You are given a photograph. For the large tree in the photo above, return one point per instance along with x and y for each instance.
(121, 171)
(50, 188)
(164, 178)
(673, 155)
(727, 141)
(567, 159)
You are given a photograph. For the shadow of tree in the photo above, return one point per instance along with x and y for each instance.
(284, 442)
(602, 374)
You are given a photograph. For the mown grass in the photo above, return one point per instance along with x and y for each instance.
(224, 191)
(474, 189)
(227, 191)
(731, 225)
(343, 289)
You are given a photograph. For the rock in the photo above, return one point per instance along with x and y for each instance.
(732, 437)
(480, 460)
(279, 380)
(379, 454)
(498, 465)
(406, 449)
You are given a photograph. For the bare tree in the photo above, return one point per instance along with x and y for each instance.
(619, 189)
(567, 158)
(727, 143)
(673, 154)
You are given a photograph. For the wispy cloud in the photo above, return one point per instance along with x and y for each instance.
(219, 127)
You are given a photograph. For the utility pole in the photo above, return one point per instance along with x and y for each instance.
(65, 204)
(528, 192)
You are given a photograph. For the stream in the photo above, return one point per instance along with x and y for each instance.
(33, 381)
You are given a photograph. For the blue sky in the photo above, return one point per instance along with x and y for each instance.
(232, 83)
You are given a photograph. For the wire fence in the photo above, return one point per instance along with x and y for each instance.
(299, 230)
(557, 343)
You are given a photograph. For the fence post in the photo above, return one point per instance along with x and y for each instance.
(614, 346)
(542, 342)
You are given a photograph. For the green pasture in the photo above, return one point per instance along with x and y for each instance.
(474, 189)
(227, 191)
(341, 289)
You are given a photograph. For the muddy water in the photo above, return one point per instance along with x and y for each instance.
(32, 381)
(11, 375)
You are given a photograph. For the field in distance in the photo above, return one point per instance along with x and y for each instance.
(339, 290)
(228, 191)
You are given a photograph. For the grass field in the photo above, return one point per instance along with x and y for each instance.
____________
• **Exercise instructions**
Can you output every line of the data above as a JSON list of strings, one string per line, with blank lines left out?

• **Response for this exercise**
[
  "You are given a photograph. For the large tree in the photo above, return one point per instance along with x and y for each instance.",
  "(121, 171)",
  "(50, 188)",
  "(164, 178)",
  "(673, 155)",
  "(727, 141)",
  "(567, 159)",
  "You are given a photograph. For the shadow of tree in the photo above, return one point per instance along with x and y for each instance.",
  "(284, 442)",
  "(602, 374)",
  "You are given a photograph. For the mown grass in the photo above, return one point per instance along with x and y for each instance.",
  "(224, 191)",
  "(474, 189)",
  "(227, 191)",
  "(731, 225)",
  "(343, 289)",
  "You are given a photograph. For the rock in the photo above, return one point per instance along with x and y for each instance.",
  "(732, 437)",
  "(480, 460)",
  "(279, 380)",
  "(379, 454)",
  "(498, 465)",
  "(406, 449)",
  "You are given a photograph. For the bare tree in the photo above, return one point per instance along with x and y for each instance.",
  "(619, 189)",
  "(567, 158)",
  "(727, 143)",
  "(673, 154)",
  "You are given a photograph. For the wispy cloud in the photo above, return one point per instance along with x and y for each instance.",
  "(219, 127)",
  "You are given a photograph. For the utility pole in the photo above, return one point per instance along with x and y for each instance.",
  "(65, 204)",
  "(528, 192)",
  "You are given a photograph. For the stream in the photo above, return one point per instance along with x and y for each instance.",
  "(33, 381)",
  "You are given a photograph. For the blue sky in the photo above, return one point per instance along with x and y for each instance.",
  "(232, 83)",
  "You are given a photograph. For the wire fence in the photo above, return one point per instance along with x and y for each instance.",
  "(299, 230)",
  "(557, 343)",
  "You are given a photograph. For the fence post in the photo above, return one point per instance along with x and y for each instance.",
  "(614, 346)",
  "(542, 342)",
  "You are given a photograph. For the green pasture in the photo above, return one point per instance along with x and y for each instance.",
  "(474, 189)",
  "(227, 191)",
  "(341, 289)",
  "You are given a photograph. For the muddy water in the photo above, return one point per instance along with x and y for each instance.",
  "(32, 381)",
  "(11, 375)",
  "You are given a photograph. For the field in distance in the photo above, return one point per instance along with x and y for each instance.",
  "(339, 290)",
  "(228, 191)",
  "You are given a photograph. For the grass field in the photo above, return one point per instance along with x and y for each instance."
]